Extracted data entries
★ ★ ★ ★ ★
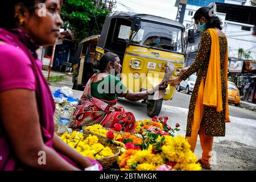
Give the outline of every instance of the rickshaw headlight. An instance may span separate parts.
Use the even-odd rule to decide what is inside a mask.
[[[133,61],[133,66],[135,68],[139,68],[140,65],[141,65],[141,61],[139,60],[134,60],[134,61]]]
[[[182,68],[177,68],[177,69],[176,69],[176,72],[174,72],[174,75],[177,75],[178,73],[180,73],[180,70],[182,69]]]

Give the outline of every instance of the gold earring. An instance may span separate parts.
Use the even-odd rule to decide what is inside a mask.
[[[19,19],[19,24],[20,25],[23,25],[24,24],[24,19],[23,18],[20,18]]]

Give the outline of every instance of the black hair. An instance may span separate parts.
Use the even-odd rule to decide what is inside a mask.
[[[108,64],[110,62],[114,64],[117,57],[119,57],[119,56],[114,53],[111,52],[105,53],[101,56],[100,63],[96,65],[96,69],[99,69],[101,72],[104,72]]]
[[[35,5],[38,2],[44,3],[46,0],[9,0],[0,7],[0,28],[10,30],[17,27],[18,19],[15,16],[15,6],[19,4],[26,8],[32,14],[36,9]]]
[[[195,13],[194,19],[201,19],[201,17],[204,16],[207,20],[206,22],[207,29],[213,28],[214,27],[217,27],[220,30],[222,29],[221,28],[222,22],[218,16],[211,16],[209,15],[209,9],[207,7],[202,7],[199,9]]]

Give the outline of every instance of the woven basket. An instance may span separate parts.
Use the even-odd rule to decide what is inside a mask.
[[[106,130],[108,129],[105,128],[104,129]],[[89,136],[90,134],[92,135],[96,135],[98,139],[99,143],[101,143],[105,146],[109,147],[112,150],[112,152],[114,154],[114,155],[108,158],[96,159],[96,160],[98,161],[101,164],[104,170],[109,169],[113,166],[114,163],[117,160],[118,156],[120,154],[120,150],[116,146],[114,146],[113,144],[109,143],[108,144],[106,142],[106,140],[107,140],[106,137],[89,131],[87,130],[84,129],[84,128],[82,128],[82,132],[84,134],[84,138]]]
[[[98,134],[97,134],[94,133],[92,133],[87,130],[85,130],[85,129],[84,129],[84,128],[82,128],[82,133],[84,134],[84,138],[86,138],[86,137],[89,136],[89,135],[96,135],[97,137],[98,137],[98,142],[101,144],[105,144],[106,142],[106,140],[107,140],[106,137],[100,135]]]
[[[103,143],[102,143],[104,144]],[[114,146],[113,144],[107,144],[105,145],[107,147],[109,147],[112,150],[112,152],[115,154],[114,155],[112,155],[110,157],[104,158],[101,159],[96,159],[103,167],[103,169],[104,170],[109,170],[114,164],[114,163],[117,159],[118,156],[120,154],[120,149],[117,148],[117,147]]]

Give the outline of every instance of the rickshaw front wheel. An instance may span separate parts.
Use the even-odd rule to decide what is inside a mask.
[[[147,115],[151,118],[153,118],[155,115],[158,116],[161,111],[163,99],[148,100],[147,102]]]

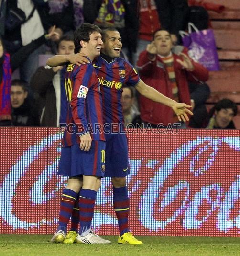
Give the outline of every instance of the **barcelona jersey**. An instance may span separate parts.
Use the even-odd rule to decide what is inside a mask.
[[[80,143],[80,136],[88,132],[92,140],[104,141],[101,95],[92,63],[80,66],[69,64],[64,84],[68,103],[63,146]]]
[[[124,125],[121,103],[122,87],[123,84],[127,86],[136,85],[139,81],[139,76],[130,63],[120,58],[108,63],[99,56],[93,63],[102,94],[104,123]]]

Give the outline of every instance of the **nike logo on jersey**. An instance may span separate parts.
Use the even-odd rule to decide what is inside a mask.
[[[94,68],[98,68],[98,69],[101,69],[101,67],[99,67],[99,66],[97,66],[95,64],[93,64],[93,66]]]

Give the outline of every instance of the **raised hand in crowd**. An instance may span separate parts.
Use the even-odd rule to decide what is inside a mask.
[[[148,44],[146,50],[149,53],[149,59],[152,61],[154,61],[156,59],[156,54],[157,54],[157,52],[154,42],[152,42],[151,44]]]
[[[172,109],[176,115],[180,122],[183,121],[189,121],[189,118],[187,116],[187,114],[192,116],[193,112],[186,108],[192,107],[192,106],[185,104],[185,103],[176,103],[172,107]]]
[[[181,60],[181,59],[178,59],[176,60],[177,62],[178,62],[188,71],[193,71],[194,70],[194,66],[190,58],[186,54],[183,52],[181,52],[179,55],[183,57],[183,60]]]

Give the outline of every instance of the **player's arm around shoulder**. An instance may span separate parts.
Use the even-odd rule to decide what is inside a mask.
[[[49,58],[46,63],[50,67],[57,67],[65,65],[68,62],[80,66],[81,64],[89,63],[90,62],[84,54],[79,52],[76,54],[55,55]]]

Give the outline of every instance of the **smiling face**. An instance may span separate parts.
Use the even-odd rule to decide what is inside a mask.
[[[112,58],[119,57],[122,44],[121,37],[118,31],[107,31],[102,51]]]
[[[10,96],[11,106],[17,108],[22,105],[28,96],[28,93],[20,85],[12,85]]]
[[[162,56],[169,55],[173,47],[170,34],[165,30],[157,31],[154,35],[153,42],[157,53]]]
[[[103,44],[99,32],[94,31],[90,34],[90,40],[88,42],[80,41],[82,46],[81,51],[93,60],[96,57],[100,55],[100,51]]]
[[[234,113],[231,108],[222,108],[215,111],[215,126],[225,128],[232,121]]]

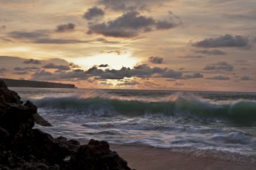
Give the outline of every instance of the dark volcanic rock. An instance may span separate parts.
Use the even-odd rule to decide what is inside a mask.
★ ★ ★ ★ ★
**Set problem**.
Could you repeat all of the material exactly? Pictures should not be copied.

**Expected answer**.
Give the outline of every instance of the rickshaw headlight. An instance may span separate parts.
Use the even-odd rule to decide what is inside a mask.
[[[133,61],[133,66],[135,68],[139,68],[140,65],[141,65],[141,61],[139,60],[134,60],[134,61]]]
[[[182,68],[177,68],[177,69],[176,69],[176,72],[174,72],[174,75],[177,75],[178,73],[180,73],[180,70],[182,69]]]

Give the outline of every instance of the gold earring. An instance may span separate parts.
Use the even-odd rule to decide what is inside a mask.
[[[19,19],[19,24],[20,25],[23,25],[24,24],[24,19],[23,18],[20,18]]]

Give the outline of every instance of the black hair. An instance may span separate parts.
Use the even-odd rule to decide what is inside a mask.
[[[108,64],[110,62],[114,64],[117,57],[119,57],[119,56],[114,53],[111,52],[105,53],[101,56],[100,63],[96,65],[96,69],[99,69],[101,72],[104,72]]]
[[[35,5],[38,2],[44,3],[46,0],[9,0],[0,7],[0,28],[10,30],[17,27],[18,19],[15,16],[15,6],[19,4],[26,8],[32,14],[36,9]]]
[[[195,13],[194,19],[201,19],[201,17],[204,16],[207,20],[206,22],[207,29],[213,28],[214,27],[217,27],[220,30],[222,29],[221,28],[222,22],[218,16],[211,16],[209,15],[209,9],[207,7],[202,7],[199,9]]]

Give the outline of every instance of the woven basket. An instance may span separate parts.
Use the even-odd rule to decide what is inside a mask.
[[[106,130],[108,129],[105,128],[104,129]],[[89,136],[90,134],[92,135],[96,135],[98,139],[99,143],[101,143],[105,146],[109,147],[112,150],[112,152],[114,154],[114,155],[108,158],[96,159],[96,160],[98,161],[101,164],[104,170],[109,169],[113,166],[114,163],[117,160],[118,156],[120,154],[120,150],[116,146],[114,146],[113,144],[109,143],[108,144],[106,142],[106,140],[107,140],[106,137],[89,131],[87,130],[84,129],[84,128],[82,128],[82,132],[84,134],[84,138]]]
[[[98,134],[97,134],[94,133],[92,133],[87,130],[85,130],[85,129],[84,129],[84,128],[82,128],[82,133],[84,134],[84,138],[86,138],[86,137],[89,136],[89,135],[96,135],[97,137],[98,137],[98,142],[101,144],[105,144],[106,142],[106,140],[107,140],[106,137],[100,135]]]
[[[103,143],[102,143],[104,144]],[[114,146],[113,144],[107,144],[105,145],[107,147],[109,147],[112,150],[112,152],[115,154],[114,155],[112,155],[110,157],[104,158],[101,159],[96,159],[103,167],[103,169],[104,170],[109,170],[114,164],[114,163],[117,159],[118,156],[120,154],[120,149],[117,148],[117,147]]]

Give the outline of every instance of the rickshaw front wheel. An instance may span separate parts.
Use the even-odd rule to decide what is inside a mask.
[[[147,115],[151,118],[153,118],[155,115],[158,116],[161,111],[163,99],[148,100],[147,102]]]

Give the outline of every instance of the **barcelona jersey**. An instance may span separate parts.
Use the even-odd rule to decide what is inside a mask.
[[[80,143],[80,136],[88,132],[92,140],[104,141],[101,95],[92,63],[80,66],[69,64],[64,84],[68,103],[63,146]]]
[[[124,125],[121,103],[122,87],[123,84],[127,86],[136,85],[139,81],[139,76],[130,63],[120,58],[108,63],[99,56],[93,63],[102,94],[104,123]]]

Give the outline of every instance of the **nike logo on jersey**. An instance may span separate parts.
Use the even-odd rule to decide what is inside a mask.
[[[94,68],[98,68],[98,69],[101,69],[101,67],[99,67],[99,66],[97,66],[95,64],[93,64],[93,66]]]

Give the outline of every instance of the **raised hand in crowd**. An instance may span separate parts.
Use the even-odd rule to decide what is inside a mask.
[[[148,44],[146,50],[149,53],[149,59],[152,61],[154,61],[156,59],[156,54],[157,54],[157,52],[154,42],[152,42],[151,44]]]
[[[172,109],[176,115],[180,122],[183,121],[189,121],[189,118],[187,116],[187,114],[192,116],[193,112],[186,108],[192,107],[192,106],[185,104],[185,103],[176,103],[172,107]]]
[[[181,60],[181,59],[178,59],[176,60],[177,62],[178,62],[188,71],[193,71],[194,70],[194,66],[190,58],[186,54],[183,52],[181,52],[179,55],[183,57],[183,60]]]

Give the outline of every instance of the **player's arm around shoulder**. An instance may span separate parts.
Use the even-odd rule to decide what is inside a mask.
[[[49,58],[46,63],[50,67],[57,67],[65,65],[68,62],[80,66],[81,64],[89,63],[90,62],[84,54],[79,52],[76,54],[55,55]]]

Give the outline of every instance of the **smiling face**. An instance may span separate parts.
Use the even-odd rule to decide what is inside a mask.
[[[112,58],[119,57],[122,44],[121,37],[118,31],[107,31],[102,51]]]
[[[10,96],[11,106],[17,108],[22,105],[28,96],[28,93],[20,85],[12,85]]]
[[[162,56],[169,55],[173,47],[170,34],[165,30],[157,31],[154,35],[153,42],[157,53]]]
[[[103,44],[99,32],[94,31],[90,34],[90,40],[88,42],[80,41],[82,46],[81,51],[93,60],[96,57],[100,55],[100,51]]]
[[[234,113],[231,108],[222,108],[215,111],[215,126],[225,128],[232,121]]]

Give the outline of every instance of the dark volcanic rock. An instance may span separate parts.
Use the even-odd rule to decide what is inside a mask.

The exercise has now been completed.